▸ **Requirement**
List each line in the items below that contains the word "cloud", copying every such line in full.

▸ **Dataset entries**
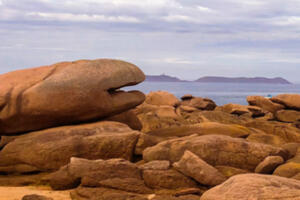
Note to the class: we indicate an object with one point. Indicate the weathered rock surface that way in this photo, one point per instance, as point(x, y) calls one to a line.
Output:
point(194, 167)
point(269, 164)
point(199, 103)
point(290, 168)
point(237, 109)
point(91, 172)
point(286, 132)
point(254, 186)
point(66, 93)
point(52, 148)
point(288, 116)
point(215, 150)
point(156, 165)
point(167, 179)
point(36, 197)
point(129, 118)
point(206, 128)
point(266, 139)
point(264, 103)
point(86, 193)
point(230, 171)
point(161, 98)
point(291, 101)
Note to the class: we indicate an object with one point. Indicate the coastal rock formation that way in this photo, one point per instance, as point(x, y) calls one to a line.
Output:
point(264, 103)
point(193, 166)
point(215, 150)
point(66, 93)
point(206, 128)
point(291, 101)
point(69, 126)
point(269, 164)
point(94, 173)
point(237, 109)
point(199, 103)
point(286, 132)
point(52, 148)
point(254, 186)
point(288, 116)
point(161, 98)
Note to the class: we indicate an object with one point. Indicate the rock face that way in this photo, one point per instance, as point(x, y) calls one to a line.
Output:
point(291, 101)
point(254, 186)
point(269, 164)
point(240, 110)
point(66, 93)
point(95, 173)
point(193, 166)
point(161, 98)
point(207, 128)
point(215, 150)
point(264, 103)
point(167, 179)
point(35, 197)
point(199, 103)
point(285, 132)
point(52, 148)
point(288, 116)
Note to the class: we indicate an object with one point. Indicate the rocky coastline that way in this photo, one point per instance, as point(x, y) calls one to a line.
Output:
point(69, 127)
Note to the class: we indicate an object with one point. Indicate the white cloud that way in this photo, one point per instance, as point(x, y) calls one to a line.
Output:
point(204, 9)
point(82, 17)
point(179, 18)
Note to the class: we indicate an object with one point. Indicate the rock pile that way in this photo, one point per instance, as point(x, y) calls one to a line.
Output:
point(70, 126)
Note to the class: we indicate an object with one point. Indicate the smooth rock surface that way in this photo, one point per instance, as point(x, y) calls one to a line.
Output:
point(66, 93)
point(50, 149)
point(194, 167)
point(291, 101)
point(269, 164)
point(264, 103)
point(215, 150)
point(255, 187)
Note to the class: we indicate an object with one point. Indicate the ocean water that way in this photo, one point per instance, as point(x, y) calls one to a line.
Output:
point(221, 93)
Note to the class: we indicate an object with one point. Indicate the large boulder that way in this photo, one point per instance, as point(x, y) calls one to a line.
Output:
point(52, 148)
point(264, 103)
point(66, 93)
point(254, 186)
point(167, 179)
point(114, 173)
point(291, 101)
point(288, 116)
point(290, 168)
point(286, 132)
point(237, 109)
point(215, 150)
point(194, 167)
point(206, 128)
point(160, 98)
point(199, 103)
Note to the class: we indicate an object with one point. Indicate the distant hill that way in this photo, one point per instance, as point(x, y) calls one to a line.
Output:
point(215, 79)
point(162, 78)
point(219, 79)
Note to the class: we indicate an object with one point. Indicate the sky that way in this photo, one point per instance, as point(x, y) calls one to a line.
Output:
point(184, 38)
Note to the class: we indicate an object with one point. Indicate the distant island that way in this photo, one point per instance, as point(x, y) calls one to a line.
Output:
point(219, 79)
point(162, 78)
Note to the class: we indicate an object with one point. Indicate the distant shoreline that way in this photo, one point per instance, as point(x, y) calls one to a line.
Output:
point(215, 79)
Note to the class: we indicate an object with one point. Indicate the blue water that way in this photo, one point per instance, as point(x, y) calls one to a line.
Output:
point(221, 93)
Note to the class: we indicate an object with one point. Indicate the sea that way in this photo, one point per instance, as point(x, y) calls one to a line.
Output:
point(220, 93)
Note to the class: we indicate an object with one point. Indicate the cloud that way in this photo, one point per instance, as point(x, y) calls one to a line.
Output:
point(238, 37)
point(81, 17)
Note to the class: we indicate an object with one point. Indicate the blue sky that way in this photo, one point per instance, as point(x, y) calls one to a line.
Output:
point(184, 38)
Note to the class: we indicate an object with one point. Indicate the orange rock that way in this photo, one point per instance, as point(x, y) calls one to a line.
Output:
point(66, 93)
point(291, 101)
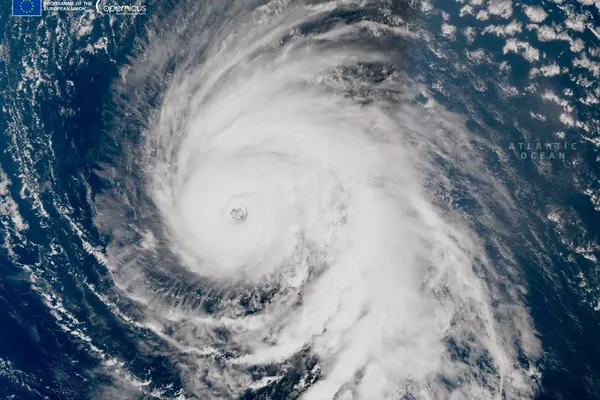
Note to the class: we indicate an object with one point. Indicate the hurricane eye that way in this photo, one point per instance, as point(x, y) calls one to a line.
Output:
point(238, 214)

* * *

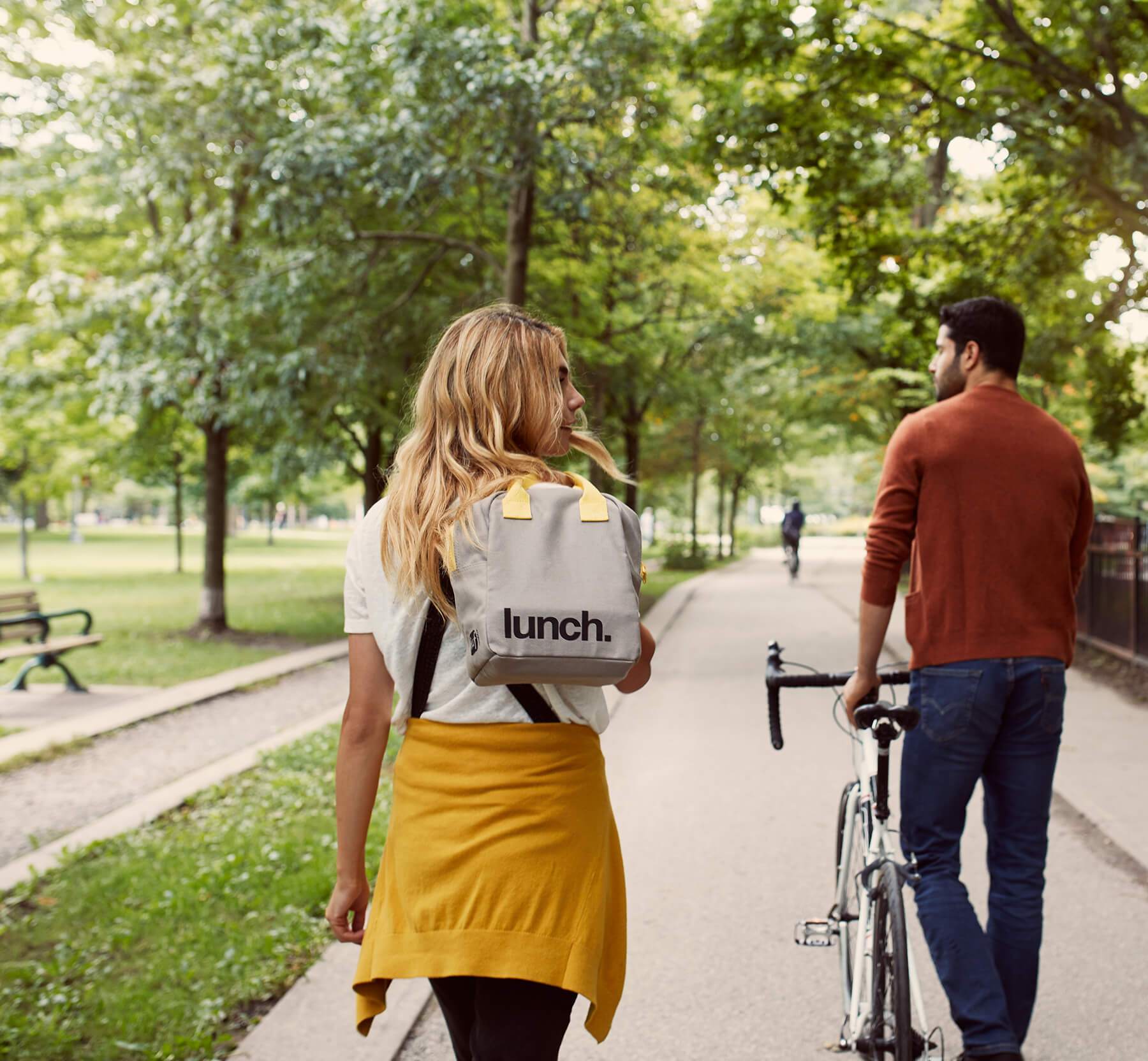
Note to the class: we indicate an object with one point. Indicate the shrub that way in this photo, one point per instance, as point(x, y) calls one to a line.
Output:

▸ **Solution to this exercise**
Note to the class: we indicate an object with one point. Indicate the white cloud that way in this photo, one point per instance, as point(x, y) calls one to a line.
Note to the class: we indicate an object with one point. Indicate the cloud that way in this photo, one point per instance, as point(x, y) calls one to a line.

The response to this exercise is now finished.